Leasing cars has gone through some ups and downs in terms of popularity over the past several decades. There was a time when it seemed that everybody leased a car as the rates were unbelievable. Then, leasing lost popularity as it came out that the reason for the low rates was because manufacturers were charging too little, so they had to raise prices, which led to the market falling out. I admit, I leased two cars during the leasing heyday.
Now, it seems that leasing is making a comeback. But, since automakers have learned their lessons and are not going to take losses on the lease, I’m here to tell you that leasing is a bad idea, and I present five reasons why an auto lease is a bad idea.
- You don’t own anything – After you purchase a car, that car will decline in value. If you take out a loan on the car, you’ll pay for it all while the value goes down. Paying for a depreciating asset is not a great financial move, but paying for one that you don’t have any value into is an even worse one. At least with a car, once you’re finished paying for it, you have the value of the car that’s yours. With a lease, you never have a single cent of that car that you can count as your own.
- Yet you’re responsible for everything – The automaker acts as if they’re doing you a big favor by letting you borrow their car for a ‘modest’ monthly payment, but you’re responsible for everything to do with that car. You have to do all the maintenance (and have the records on hand to prove that you did it), make any repairs, and fix anything that gets damaged.

**Challenge a**
Rewrite the listing as a JSON list of strings, one string per line, skipping blank lines, from its first line through the line holding "[0, 0, 770, 210]", inclusive.

**Entries shown**
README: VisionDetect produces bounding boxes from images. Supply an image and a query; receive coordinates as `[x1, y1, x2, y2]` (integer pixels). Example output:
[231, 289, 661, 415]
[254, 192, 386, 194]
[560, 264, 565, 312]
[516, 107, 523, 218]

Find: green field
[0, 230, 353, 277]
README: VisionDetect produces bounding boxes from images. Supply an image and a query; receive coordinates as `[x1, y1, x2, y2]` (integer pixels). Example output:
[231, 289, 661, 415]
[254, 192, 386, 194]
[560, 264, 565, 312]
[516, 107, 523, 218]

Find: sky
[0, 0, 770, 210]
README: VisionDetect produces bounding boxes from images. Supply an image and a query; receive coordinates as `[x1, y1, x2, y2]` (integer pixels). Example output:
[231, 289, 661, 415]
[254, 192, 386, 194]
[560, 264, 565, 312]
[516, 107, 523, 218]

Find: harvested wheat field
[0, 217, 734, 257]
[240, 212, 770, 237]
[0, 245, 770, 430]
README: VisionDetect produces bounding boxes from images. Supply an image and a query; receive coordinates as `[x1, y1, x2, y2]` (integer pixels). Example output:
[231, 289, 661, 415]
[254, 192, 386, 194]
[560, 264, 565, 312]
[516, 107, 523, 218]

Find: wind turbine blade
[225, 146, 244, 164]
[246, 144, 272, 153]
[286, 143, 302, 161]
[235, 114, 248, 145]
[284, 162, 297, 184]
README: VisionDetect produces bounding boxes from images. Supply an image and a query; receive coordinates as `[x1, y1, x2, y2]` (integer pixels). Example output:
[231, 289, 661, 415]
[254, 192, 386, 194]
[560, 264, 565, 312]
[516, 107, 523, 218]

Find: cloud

**Challenge b**
Pick up the piece on why leasing a car is a bad idea right after its last sentence and carry it on.

**Task response a**
[
  "README: VisionDetect produces bounding boxes from images. Supply an image and a query; receive coordinates as `[x1, y1, x2, y2]` (integer pixels). Example output:",
  "[231, 289, 661, 415]",
  "[254, 192, 386, 194]",
  "[560, 264, 565, 312]",
  "[516, 107, 523, 218]",
  "Find: green field",
  "[0, 230, 353, 277]",
  "README: VisionDetect produces bounding boxes from images. Supply an image and a query; receive coordinates as `[x1, y1, x2, y2]` (integer pixels). Example output:",
  "[231, 289, 661, 415]",
  "[254, 192, 386, 194]",
  "[560, 264, 565, 312]",
  "[516, 107, 523, 218]",
  "Find: sky",
  "[0, 0, 770, 210]"
]

**Task response b**
- You’re held to an unknown standard – Can you turn the car in with a small ding in the door? What about a minor chip in the windshield? Is that matted spot in the upholstery considered regular wear and tear or do you have get it detailed? These are things that only the manufacturer knows and they’re not going to tell you, meaning that you’ll likely pay for things done that you wouldn’t have been charged for anyways or you’ll turn it in without fixing things that they’ll charge you for, likely at much higher rates than you would have paid. Either way, it’s your wallet that takes a hit.
- Any variance on what you drive comes at a cost to you – Say you have a 24-month lease that allows you 20,000 miles. Everybody knows that if you go over that 20,000 miles, you’ll get socked with a pretty hefty per-mile rate. But, what they won’t tell you is that if you turn it in with less miles driven, that’s costing you as well. How? Because you paid for the miles that you’re not using. Drive over or drive under the stated mileage, and you lose either way.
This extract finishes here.